(Saved data)

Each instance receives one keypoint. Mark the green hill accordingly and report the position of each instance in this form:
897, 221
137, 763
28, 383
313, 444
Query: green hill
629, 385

__THE PROBLEM__
Retype every record above word for word, keeping each line unchanged.

__EXPECTED OUTPUT__
Each instance receives one keypoint. Mark the green hill accordingly and report the position of each instance in this form:
897, 221
137, 763
28, 383
313, 444
Query: green hill
629, 385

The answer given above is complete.